* [Okuma Metni]
○ ○ ○ ○ ○ ○ ○

Resmi lügatin Darb-ı Mesel faslı paçavra
Hep burnunun dikine giden TDK’nın hâl ve gidişi
hiç değişmeyecek gibi.
Niye acabâ?
Burnunun ucundan ilerisini mi görmüyor, yoksa burnunun yeli
harman mı savuruyor?..
***
2012’de hazırladığım “Dilin Tetiği
Bozuldu” kitabımda “TDK’nın Atasözleri
Çıkmazı” başlıklı fasıl 20 sayfa tutmuştu.
Bu sayfalarda TDK’nın, “kerâmeti kendinden
menkul ve kendince makbul” diğer lügatleriyle berâber
“Atasözleri ve Deyimler Sözlüğü”nün de
aslında sapır sapır döküldüğünü, delilleriyle birlikte isbât
etmiştim...
***
Aradan geçen beş yıl zarfında TDK’nın bu lügatinde
de pek bir şeyin değişmediğini görmek beni şaşırtmadı.
(“Dron” kelimesine bugünlerde bir “Türkçe
karşılık” bulmaya çalışan TDK, böyle gereksiz işlerle uğraşmayı
bırakıp şu lügatlerini adam etmeye niyet ve gayret etse ne iyi
olurdu...)

○ ○ ○ ○ ○ ○ ○

* [Verilen Malzeme]
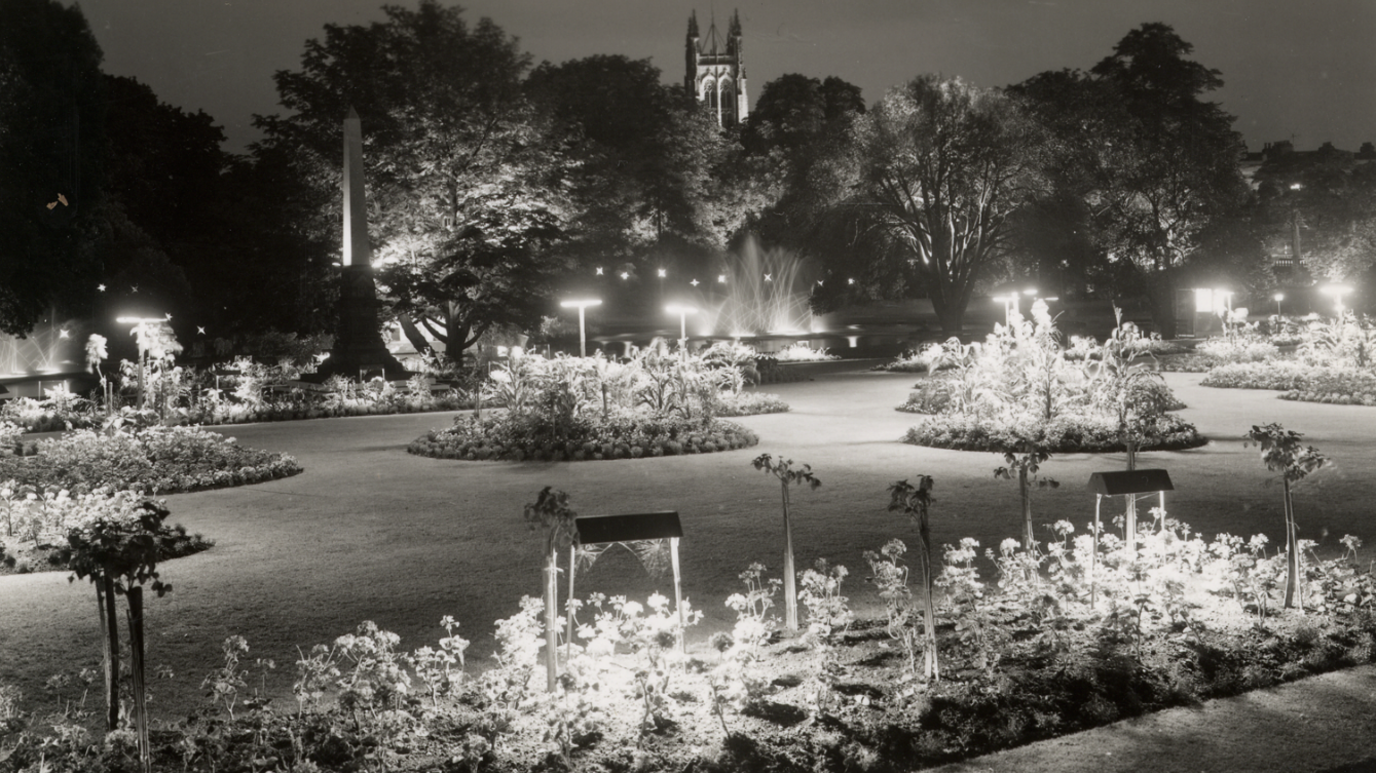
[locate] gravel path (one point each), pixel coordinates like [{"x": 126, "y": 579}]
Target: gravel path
[{"x": 373, "y": 532}]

○ ○ ○ ○ ○ ○ ○

* [Yazılı Soru 1]
Aşağıdaki (a), (b) ve (c) ifadelerinin okuma metniyle uyuşup uyuşmadığını evet ya da hayır diyerek belirtin ve her birinde karar verdiren sözleri metinden aynen alıntılayın.
(a) Yazar, "Dilin Tetiği Bozuldu" kitabını 2012'de hazırlamıştır.
(b) Kitaptaki "TDK'nın Atasözleri Çıkmazı" başlıklı fasıl 50 sayfa tutmuştur.
(c) Yazar, aradan geçen sürede lügatte pek bir şeyin değişmediğini görünce şaşırmıştır.
* [Yazılı Soru 2] TDK'nın lügatlerini eleştiren okuma metnini kaldığı yerden aynı üslupla sürdürün.

* [Alıştırma Çıktısı 1]
(a) Evet: «2012’de hazırladığım “Dilin Tetiği Bozuldu” kitabımda»
(b) Hayır: «başlıklı fasıl 20 sayfa tutmuştu»
(c) Hayır: «pek bir şeyin değişmediğini görmek beni şaşırtmadı»

* [Alıştırma Çıktısı 2]
***
TDK daha “atasözü”nün doğru bir
târîfini bile yapamamış.
TDK’nın “atasözü”nü yanlış târîf
ettiğini beş altı sene önceden yazmıştım. O kazâlı ve ârızalı
târif, bağladığım çayırda otluyor.
Velhâsıl, TDK’nın “atasözü”nden
anlayıp anlattığı şu:
“Uzun deneme ve gözlemlere dayanılarak söylenmiş ve halka mal
olmuş, öğüt verici nitelikte söz...”
***
Hâlbuki ben atasözlerinde
“öğüt” bulunmasının şart olmadığını söylemiş ve bunu
örneklerle îzâh etmiştim. Nitekim atasözlerinin birçoğunda sosyal
ve psikolojik gerçekler, bir kısmında tabiat kaanunları,
kimilerinde halkın çeşitli fikir ve inançları, millî değerler vs.
dile getirilmiştir...
***
TDK’nın “Atasözleri ve Deyimler Sözlüğü”
hatâları -bırakın bir makaaleyi- kitaplara sığacak gibi değil. Yeni
keşfettiğim birkaç hatâyı -yine en derin kaygılarımla-
dikkatlerinize sunuyorum.
***
TDK’mız kendi internet sitesindeki “Atasözleri ve
Deyimler Sözlüğü”nde bir atasözümüzü bakın ne hâle
getirmiş:
“mescite gerek olan meyhaneye
haramdır”
Evet, bu
atasözümüz TDK’nın “Atasözleri
ve Deyimler
Sözlüğü”nde aynen bu
şekilde yer alıyor. İmlâ ve noktalama hüvesi hüvesine böyle...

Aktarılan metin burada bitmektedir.